**ABOUT THIS EXERCISE**
Copy each line of the entries that contains the word "facade".

(Dataset entries)
◆ ◆ ◆
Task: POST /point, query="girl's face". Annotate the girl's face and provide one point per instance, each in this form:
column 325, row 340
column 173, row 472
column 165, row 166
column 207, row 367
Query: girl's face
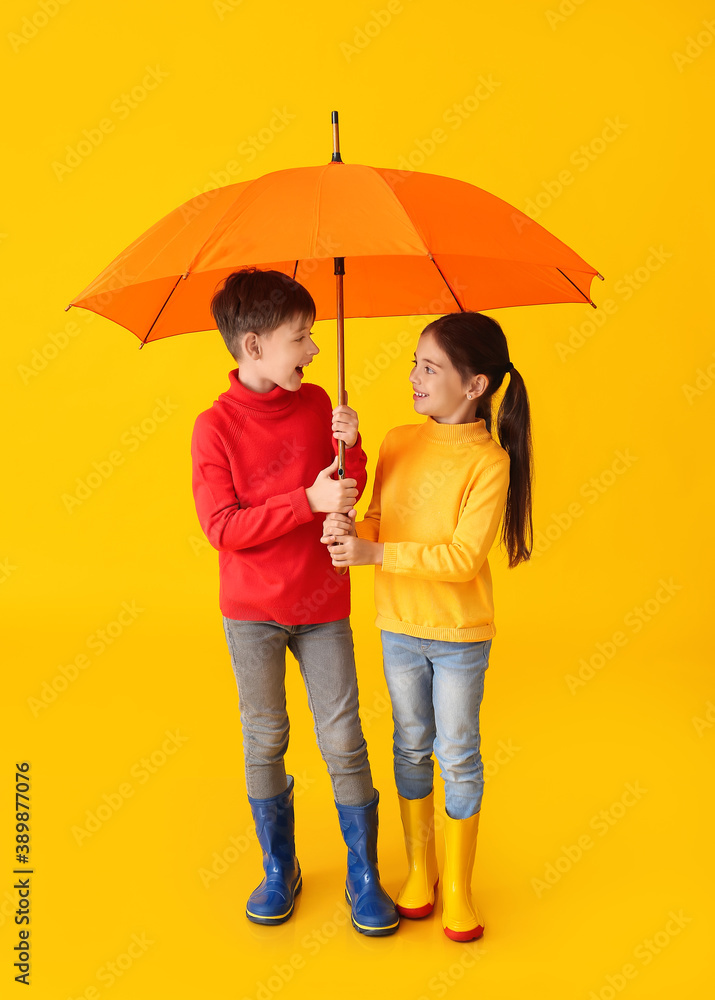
column 438, row 388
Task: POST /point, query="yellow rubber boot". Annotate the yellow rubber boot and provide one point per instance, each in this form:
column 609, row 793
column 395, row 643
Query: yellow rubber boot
column 461, row 918
column 416, row 897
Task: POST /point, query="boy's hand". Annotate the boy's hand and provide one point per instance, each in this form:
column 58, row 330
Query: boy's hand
column 338, row 524
column 345, row 425
column 328, row 495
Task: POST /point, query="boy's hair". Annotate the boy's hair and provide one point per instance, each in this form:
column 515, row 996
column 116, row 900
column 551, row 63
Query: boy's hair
column 259, row 301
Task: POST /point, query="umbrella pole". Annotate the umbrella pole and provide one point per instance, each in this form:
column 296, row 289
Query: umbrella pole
column 339, row 272
column 340, row 311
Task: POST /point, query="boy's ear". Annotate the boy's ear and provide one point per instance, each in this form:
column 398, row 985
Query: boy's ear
column 250, row 344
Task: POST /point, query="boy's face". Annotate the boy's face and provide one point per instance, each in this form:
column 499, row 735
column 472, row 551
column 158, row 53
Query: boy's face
column 285, row 352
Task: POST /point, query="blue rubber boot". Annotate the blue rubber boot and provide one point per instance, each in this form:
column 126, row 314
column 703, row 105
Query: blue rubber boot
column 373, row 912
column 272, row 902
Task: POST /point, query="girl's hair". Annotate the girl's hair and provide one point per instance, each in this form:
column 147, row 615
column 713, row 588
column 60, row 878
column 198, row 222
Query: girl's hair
column 251, row 299
column 476, row 345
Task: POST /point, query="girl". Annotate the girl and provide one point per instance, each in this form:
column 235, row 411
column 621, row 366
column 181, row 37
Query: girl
column 440, row 490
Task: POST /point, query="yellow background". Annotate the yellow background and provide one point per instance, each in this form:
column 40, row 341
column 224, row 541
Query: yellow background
column 222, row 73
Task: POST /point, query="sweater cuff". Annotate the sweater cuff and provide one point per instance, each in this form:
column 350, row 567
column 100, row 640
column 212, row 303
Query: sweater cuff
column 389, row 557
column 301, row 508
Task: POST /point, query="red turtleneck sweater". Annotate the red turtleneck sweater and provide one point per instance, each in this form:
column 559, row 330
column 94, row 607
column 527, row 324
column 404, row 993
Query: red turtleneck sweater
column 253, row 455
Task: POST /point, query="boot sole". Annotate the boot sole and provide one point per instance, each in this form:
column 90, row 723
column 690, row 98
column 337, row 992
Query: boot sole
column 472, row 935
column 370, row 931
column 257, row 918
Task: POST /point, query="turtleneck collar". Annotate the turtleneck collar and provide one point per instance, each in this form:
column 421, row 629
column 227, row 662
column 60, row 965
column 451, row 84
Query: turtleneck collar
column 263, row 402
column 447, row 434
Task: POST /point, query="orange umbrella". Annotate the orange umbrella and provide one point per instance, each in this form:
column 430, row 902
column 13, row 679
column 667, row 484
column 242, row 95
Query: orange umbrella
column 410, row 239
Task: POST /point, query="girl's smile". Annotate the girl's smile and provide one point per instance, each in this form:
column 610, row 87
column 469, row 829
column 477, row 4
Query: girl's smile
column 438, row 389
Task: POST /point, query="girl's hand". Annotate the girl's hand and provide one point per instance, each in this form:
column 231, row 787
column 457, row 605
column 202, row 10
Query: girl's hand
column 351, row 551
column 345, row 425
column 338, row 524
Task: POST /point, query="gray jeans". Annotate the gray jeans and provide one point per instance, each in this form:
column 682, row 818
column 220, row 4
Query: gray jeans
column 326, row 659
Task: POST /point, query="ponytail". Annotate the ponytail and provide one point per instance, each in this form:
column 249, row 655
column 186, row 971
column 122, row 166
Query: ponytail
column 476, row 345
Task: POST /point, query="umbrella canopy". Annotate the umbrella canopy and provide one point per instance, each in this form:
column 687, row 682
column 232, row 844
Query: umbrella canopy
column 410, row 240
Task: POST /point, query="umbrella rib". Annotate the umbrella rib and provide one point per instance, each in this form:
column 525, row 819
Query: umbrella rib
column 161, row 311
column 574, row 284
column 461, row 307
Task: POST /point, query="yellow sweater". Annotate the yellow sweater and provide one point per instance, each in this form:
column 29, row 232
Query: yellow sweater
column 437, row 501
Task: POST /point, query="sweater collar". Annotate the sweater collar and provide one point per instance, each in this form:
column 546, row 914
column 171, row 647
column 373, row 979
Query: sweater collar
column 447, row 434
column 265, row 402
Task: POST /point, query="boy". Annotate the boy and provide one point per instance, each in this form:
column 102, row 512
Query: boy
column 262, row 464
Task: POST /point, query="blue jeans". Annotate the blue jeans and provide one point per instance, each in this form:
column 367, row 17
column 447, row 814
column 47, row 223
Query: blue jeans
column 436, row 689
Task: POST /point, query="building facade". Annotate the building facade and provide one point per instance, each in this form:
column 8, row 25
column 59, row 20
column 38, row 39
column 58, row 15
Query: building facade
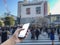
◆ ◆ ◆
**TASK SOLUTION**
Task: POST /point, query="building facade". Annotate the building facade and provide one point per instance, each in this form:
Query: building facade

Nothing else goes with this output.